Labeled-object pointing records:
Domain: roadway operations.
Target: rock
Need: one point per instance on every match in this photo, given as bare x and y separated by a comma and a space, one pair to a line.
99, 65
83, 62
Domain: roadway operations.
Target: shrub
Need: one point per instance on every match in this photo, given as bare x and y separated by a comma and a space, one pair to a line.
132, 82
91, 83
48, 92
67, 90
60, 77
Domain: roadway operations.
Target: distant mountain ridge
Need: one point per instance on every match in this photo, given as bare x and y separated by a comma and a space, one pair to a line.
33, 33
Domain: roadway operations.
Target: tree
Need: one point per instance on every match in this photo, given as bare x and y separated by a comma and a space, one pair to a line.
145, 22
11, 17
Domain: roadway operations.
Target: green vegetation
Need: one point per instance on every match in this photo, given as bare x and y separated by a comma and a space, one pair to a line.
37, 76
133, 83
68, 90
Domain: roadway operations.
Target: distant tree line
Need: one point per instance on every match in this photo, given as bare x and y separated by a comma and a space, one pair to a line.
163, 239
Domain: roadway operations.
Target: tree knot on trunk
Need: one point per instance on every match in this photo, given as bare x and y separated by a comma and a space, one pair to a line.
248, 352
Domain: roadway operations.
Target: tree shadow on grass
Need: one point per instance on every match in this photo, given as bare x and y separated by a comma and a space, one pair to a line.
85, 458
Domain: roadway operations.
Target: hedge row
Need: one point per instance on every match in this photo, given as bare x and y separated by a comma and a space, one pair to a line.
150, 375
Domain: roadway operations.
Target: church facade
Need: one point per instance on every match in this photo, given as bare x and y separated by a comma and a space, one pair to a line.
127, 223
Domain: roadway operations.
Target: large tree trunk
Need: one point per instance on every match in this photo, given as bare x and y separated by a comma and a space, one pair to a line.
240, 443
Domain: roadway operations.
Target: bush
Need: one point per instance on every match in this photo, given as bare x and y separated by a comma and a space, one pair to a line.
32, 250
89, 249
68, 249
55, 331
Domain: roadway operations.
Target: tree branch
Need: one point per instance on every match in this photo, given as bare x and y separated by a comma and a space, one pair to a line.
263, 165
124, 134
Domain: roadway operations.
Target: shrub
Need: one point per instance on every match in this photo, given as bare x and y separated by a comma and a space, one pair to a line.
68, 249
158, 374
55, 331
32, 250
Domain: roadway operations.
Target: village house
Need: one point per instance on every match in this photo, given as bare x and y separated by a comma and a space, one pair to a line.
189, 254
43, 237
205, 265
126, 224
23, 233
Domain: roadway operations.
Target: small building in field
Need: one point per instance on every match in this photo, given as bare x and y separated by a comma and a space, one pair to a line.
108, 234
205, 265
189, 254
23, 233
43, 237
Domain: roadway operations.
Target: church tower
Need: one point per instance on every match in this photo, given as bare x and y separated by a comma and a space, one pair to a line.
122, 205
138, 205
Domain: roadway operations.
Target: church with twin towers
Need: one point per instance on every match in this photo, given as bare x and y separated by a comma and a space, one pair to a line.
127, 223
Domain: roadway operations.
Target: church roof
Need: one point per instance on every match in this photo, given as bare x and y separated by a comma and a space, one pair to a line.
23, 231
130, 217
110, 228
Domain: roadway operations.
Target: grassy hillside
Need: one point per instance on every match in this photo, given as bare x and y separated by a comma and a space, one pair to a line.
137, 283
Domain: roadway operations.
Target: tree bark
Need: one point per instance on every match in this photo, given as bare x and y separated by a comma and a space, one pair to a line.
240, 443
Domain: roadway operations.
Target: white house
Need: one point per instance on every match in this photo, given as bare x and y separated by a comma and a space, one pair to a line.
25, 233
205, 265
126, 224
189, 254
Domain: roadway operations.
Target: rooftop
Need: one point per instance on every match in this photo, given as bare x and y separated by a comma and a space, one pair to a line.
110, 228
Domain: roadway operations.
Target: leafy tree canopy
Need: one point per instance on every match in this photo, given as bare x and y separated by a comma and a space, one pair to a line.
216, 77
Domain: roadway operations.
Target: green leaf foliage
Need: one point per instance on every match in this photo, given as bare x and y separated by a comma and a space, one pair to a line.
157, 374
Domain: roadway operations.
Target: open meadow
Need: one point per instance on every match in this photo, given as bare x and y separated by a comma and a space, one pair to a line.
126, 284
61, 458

Task brief:
Return every line of the records that contains the word "distant".

Answer below:
Target: distant mountain ridge
Target: distant tree line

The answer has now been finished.